- LISTA DE ATIVIDADES:
[A] Responda com base no texto de apoio:
(i) Onde o personagem precisava ficar, depois do expediente, nos dias e horários dos encontros que marcava?
(ii) Por quem ele era meio caidinho?
(iii) O que o chefão pediu a Baxter, em vez de condená-lo?
[B] Liste todas as qualidades que o texto de apoio atribui à ascensorista da Empresa.

Por causa disso, coitado,
vivia debruçado sobre a agenda, marcando encontros para os outros. Nos dias e
horários dos tais encontros, tinha que, depois do expediente, permanecer na rua
por horas, mal acomodado nos bancos das praças, sujeito a frio e chuva,
enquanto velhotes safados traçavam garotas de programa na sua cama. Negócio de
doido.
E ele próprio, sem ninguém. A
não ser que se diga que era meio caidinho pela ascensorista da Empresa, uma
moça bonita e simpática que, se não correspondia ao flerte, ao menos era super
gentil com ele.
Pois um dia, o que aconteceu?
Baxter foi chamado ao último andar do arranha-céu da empresa, falar com o
chefão. Sua tramoia havia sido descoberta, e quando ele estava para pedir
perdão, foi o chefão quem falou: ao invés de condená-lo, pediu a duplicata da
chave do apartamento, pois queria ser, a partir daquele dia, o único “freguês”.

- DADOS FORNECIDOS:
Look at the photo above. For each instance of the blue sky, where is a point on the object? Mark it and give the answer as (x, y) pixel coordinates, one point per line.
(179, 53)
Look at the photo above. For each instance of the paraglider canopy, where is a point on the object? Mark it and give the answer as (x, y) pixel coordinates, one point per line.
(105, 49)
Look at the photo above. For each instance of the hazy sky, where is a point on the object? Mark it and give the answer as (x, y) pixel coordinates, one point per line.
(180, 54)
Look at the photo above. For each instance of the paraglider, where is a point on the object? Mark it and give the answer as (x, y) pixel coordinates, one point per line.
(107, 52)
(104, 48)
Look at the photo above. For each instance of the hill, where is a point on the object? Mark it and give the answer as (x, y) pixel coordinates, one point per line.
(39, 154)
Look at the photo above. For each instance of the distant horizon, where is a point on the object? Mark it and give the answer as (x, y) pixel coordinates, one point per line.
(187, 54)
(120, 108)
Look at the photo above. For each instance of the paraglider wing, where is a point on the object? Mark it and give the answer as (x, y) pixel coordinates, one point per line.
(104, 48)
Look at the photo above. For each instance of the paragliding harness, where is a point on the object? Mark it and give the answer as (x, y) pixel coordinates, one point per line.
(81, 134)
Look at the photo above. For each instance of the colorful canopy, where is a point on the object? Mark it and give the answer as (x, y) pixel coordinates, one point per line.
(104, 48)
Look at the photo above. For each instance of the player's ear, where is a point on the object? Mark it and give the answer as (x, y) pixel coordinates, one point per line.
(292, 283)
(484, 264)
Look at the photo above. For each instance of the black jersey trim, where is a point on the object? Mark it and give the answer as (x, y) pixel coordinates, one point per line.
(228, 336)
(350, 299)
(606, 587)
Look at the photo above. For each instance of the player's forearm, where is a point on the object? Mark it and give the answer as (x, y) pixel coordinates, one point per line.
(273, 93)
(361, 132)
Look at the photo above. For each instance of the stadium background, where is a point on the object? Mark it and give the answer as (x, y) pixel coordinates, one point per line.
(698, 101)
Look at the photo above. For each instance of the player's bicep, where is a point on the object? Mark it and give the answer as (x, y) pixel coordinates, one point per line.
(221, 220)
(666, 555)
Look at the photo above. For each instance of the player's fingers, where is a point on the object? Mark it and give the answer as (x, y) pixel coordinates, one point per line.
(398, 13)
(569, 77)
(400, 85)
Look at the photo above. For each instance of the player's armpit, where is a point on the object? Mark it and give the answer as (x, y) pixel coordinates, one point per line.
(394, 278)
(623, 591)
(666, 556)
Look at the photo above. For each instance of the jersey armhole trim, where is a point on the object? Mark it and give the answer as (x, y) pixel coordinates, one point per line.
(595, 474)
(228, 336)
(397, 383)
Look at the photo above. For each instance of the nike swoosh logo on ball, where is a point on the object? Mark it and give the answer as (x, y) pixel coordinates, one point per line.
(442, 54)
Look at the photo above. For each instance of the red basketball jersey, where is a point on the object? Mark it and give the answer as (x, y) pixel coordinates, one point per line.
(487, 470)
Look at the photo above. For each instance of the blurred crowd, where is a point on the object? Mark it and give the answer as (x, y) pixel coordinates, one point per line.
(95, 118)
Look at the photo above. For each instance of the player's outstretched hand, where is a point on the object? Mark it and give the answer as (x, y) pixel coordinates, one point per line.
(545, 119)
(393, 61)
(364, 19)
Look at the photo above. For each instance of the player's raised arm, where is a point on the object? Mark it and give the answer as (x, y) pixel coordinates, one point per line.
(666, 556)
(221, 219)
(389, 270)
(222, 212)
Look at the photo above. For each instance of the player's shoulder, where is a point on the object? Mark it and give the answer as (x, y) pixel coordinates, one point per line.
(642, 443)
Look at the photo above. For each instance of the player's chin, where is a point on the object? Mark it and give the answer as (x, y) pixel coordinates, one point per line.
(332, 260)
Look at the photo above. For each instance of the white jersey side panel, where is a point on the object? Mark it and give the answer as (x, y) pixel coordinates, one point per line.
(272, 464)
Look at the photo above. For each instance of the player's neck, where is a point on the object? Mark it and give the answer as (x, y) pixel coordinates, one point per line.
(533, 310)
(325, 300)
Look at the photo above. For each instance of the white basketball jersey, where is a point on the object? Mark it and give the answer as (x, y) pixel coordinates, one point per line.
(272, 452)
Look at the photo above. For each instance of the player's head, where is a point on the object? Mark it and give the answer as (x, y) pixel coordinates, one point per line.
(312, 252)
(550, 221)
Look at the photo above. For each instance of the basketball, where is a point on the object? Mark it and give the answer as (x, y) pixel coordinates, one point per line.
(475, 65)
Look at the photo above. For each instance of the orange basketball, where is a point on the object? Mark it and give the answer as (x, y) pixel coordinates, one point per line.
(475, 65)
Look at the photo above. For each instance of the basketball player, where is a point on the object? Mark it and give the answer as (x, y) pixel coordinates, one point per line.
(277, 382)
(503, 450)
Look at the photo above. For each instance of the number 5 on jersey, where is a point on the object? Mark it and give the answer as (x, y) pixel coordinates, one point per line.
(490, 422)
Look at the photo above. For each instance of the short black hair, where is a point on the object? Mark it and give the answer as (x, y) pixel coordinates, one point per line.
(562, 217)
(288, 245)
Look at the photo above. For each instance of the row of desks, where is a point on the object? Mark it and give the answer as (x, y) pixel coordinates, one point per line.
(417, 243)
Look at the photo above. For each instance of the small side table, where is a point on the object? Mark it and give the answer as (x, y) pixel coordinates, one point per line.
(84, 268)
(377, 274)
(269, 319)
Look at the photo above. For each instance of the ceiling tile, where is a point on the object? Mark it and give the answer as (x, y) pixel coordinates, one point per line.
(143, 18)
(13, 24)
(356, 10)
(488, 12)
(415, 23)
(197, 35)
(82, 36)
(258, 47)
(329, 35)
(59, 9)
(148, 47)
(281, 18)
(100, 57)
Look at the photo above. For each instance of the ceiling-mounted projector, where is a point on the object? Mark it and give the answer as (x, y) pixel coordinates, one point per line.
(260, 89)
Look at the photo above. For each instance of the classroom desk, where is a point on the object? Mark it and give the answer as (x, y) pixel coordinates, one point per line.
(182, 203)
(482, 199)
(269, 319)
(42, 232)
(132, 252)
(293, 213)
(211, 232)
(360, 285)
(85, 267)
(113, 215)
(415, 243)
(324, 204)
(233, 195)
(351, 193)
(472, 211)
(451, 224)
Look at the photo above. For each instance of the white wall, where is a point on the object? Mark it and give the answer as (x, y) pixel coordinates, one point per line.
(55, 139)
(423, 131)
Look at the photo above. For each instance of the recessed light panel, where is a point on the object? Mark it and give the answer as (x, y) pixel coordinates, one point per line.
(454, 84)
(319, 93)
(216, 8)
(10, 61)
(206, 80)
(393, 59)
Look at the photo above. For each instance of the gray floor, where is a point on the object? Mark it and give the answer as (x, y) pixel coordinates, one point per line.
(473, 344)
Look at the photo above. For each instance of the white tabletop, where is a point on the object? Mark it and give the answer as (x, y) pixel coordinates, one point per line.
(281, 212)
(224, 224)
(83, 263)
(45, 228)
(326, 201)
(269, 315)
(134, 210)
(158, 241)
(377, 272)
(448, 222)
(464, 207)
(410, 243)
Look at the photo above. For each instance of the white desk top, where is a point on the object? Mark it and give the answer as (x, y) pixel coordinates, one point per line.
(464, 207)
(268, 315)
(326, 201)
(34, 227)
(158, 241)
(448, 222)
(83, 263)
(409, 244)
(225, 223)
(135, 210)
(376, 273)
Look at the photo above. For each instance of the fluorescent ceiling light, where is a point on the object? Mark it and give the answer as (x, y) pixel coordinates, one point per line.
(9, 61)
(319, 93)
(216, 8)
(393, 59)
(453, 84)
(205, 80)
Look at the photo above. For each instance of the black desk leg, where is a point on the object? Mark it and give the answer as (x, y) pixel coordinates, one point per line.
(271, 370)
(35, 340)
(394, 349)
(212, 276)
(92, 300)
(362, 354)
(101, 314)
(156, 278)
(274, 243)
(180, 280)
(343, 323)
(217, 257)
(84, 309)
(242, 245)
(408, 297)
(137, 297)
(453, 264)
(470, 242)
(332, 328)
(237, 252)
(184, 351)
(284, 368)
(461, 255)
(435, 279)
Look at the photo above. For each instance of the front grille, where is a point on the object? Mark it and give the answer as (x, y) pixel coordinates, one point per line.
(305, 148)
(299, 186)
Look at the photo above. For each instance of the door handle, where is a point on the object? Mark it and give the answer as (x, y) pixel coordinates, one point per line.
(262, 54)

- GABARITO DAS ATIVIDADES:
[A]
(i) Na rua, por horas, mal acomodado nos bancos das praças, sujeito a frio e chuva.
(ii) Pela ascensorista da Empresa.
(iii) A duplicata da chave do apartamento.

[B] Bonita; simpática; super gentil com ele.